[Records contained in a dataset]

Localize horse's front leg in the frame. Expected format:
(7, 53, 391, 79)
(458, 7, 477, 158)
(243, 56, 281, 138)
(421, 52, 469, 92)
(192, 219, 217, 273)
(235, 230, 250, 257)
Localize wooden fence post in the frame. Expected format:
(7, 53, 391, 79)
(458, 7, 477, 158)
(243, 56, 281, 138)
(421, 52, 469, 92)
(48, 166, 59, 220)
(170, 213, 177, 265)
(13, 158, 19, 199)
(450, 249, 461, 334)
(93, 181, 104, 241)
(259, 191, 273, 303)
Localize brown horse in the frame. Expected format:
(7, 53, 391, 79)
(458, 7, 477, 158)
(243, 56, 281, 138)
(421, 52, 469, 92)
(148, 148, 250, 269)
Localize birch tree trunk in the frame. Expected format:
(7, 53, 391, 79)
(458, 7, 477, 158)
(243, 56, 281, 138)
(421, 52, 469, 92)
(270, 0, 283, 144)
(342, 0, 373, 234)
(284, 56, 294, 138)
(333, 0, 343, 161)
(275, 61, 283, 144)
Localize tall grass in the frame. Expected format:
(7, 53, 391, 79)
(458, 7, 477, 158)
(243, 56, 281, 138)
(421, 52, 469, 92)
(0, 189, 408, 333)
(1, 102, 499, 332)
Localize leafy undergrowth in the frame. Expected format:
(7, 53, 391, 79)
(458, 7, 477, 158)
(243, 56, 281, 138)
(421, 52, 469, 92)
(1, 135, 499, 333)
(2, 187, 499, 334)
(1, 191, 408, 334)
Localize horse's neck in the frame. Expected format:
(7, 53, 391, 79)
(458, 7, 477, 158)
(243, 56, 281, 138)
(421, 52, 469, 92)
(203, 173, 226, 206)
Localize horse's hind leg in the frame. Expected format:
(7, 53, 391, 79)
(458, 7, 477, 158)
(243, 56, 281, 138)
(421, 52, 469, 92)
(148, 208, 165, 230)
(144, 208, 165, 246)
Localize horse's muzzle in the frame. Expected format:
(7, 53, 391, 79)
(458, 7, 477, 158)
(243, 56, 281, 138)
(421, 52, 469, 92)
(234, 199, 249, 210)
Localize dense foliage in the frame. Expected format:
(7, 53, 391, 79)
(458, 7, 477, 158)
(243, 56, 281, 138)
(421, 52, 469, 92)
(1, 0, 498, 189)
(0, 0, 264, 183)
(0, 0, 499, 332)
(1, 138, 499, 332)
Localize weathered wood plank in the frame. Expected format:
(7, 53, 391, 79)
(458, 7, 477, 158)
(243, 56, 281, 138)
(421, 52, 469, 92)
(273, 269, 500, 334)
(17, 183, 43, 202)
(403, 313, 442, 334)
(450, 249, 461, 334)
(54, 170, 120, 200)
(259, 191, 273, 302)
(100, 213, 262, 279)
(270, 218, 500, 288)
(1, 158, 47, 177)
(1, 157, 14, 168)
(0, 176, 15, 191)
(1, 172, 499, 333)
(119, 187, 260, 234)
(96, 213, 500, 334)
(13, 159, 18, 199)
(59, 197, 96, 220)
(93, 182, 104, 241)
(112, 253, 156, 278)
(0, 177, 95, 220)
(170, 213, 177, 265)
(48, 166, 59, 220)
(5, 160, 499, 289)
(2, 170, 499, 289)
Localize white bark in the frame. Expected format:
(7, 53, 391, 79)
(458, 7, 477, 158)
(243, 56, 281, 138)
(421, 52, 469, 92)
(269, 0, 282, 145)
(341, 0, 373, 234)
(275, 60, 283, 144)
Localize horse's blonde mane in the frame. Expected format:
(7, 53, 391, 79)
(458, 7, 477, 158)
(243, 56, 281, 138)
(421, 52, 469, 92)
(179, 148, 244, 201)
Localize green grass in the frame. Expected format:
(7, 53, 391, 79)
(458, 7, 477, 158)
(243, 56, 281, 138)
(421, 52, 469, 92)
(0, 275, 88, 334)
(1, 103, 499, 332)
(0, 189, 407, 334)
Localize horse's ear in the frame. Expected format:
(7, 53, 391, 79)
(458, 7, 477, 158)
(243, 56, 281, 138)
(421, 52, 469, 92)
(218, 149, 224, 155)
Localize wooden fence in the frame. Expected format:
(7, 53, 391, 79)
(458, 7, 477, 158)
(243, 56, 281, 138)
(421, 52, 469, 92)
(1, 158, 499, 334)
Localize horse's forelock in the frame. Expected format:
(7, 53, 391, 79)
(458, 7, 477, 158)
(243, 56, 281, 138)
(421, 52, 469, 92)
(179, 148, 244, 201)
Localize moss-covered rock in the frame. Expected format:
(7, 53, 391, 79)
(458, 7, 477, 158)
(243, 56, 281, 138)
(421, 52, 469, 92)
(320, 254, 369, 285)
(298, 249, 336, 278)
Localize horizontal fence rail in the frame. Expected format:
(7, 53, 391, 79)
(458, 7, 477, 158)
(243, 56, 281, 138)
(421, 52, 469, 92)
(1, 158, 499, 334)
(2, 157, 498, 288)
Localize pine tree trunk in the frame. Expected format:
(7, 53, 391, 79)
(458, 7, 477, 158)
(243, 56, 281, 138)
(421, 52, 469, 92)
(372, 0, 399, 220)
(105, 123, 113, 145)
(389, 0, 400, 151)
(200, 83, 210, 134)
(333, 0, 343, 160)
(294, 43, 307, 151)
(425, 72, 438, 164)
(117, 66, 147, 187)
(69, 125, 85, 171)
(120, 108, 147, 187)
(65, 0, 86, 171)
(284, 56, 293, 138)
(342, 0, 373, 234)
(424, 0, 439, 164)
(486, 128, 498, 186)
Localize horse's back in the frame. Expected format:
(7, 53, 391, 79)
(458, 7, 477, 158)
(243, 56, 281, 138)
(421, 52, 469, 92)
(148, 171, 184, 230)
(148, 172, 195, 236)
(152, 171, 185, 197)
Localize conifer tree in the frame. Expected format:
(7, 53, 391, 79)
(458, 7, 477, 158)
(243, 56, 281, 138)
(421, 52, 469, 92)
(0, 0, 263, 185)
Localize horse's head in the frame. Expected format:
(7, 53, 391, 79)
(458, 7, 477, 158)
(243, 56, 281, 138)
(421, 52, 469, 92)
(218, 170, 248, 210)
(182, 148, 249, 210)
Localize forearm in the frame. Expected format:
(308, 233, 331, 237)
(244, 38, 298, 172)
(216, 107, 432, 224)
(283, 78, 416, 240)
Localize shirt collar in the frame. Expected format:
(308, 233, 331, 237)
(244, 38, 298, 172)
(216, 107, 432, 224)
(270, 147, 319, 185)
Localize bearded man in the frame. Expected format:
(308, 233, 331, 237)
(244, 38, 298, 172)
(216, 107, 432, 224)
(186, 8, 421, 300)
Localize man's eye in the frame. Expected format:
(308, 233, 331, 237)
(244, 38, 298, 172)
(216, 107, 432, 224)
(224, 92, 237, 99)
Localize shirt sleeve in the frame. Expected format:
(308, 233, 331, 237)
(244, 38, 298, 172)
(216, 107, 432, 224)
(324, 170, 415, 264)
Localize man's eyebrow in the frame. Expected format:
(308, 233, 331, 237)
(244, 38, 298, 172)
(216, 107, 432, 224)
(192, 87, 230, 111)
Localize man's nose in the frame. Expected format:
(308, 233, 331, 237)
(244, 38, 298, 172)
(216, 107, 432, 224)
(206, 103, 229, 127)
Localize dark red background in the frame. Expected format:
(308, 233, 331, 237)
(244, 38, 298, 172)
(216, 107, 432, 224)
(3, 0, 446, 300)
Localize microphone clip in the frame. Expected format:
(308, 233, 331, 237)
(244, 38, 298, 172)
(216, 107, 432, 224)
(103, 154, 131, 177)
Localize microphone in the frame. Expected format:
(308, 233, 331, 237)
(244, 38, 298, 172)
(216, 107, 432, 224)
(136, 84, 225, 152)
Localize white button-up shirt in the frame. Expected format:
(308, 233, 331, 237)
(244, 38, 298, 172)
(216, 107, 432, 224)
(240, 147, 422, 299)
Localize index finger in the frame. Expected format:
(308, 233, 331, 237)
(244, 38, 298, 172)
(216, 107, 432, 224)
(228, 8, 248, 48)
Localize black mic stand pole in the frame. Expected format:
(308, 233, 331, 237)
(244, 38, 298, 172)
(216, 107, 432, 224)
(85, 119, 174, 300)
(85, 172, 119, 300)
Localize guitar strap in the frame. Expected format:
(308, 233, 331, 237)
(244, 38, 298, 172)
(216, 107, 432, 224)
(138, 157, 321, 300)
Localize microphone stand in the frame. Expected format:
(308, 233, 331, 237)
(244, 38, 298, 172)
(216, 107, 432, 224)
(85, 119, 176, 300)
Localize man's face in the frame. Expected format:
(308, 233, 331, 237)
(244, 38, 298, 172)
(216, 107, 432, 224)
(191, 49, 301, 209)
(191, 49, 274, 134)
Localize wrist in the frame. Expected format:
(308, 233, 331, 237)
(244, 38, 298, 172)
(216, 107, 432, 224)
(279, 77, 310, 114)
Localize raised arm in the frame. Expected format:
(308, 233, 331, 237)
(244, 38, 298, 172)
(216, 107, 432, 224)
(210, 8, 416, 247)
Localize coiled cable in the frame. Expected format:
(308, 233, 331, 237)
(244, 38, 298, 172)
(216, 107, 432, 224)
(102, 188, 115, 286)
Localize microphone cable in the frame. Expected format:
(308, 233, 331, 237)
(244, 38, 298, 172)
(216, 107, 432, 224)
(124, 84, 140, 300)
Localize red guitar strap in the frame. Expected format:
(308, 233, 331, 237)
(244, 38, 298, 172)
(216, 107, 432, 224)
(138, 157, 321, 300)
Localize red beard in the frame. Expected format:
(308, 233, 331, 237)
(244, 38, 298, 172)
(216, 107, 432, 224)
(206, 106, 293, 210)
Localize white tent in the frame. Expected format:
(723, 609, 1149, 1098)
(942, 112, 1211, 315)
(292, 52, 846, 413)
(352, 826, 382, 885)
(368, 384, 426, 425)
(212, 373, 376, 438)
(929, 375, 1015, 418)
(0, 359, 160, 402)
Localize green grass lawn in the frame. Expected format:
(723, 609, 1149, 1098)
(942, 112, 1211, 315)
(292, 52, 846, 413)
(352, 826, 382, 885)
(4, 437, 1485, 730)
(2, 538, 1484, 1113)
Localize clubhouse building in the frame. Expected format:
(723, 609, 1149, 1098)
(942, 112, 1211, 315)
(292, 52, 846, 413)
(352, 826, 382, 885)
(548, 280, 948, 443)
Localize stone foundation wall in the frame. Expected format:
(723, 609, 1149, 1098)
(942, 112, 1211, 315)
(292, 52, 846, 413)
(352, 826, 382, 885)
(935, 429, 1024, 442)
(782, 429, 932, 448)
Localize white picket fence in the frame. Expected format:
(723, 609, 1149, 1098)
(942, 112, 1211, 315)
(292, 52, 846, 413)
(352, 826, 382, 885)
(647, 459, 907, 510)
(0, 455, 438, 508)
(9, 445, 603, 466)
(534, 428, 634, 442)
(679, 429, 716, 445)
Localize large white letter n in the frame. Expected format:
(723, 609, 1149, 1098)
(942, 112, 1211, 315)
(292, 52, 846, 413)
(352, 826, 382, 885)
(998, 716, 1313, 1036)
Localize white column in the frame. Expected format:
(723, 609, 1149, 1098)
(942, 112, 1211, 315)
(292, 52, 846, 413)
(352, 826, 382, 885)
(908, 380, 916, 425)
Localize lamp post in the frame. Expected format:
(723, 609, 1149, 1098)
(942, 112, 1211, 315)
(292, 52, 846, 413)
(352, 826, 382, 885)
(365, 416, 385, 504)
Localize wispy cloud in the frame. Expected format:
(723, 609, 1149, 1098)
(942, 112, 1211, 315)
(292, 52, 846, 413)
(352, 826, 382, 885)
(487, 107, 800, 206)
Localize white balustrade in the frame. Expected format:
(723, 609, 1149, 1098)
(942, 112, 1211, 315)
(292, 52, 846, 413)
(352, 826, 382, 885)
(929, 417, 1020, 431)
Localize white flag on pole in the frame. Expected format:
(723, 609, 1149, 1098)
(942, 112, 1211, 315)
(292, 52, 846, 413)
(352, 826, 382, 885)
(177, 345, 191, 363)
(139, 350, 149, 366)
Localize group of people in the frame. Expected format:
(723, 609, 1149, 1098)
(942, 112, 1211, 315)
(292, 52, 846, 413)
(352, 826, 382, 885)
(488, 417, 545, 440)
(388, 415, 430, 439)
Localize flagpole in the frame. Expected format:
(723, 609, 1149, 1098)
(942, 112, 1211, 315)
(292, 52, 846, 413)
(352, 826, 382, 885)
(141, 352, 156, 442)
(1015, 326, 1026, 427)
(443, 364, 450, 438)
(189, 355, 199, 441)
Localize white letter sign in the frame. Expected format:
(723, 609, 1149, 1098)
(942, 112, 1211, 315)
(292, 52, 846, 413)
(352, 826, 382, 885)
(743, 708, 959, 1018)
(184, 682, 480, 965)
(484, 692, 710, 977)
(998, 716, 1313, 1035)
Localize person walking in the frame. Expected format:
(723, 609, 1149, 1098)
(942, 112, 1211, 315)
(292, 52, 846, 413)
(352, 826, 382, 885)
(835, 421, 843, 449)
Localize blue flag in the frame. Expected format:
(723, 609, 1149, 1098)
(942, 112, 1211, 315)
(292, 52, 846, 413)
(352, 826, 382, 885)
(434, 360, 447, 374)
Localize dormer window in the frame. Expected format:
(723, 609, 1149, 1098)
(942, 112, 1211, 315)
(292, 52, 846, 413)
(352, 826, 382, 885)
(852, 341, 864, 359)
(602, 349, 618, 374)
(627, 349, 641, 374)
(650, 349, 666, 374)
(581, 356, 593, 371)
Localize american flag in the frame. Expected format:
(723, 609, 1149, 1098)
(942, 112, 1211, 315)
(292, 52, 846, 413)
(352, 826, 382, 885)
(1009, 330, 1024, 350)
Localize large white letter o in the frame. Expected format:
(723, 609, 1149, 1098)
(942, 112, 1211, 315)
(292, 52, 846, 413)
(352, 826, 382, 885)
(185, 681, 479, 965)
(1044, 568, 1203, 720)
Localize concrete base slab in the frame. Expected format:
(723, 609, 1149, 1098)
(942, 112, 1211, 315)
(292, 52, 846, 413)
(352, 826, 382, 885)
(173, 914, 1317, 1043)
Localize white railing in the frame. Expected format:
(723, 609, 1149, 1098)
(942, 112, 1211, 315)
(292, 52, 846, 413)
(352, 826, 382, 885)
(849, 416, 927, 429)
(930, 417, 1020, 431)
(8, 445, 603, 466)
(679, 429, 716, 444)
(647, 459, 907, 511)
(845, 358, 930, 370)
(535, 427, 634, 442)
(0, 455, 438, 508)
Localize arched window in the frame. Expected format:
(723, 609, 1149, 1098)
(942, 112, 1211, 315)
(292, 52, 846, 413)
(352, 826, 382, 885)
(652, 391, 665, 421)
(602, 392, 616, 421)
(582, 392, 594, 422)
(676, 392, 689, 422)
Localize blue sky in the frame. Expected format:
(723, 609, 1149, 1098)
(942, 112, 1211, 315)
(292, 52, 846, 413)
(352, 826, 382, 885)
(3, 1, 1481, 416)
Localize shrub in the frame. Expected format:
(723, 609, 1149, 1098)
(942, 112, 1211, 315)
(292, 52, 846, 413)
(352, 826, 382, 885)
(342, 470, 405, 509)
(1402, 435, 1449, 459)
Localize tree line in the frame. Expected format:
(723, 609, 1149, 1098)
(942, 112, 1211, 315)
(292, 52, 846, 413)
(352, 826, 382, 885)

▶ _What you will do_:
Where the word "microphone" occurs in a line of the records, copy that line.

▶ _Response to the task_:
Localize microphone clip in the frame. Expected format:
Localize microphone in the frame. Expected format:
Localize microphone stand in the frame. Expected format:
Localize microphone cable in the frame. Expected format:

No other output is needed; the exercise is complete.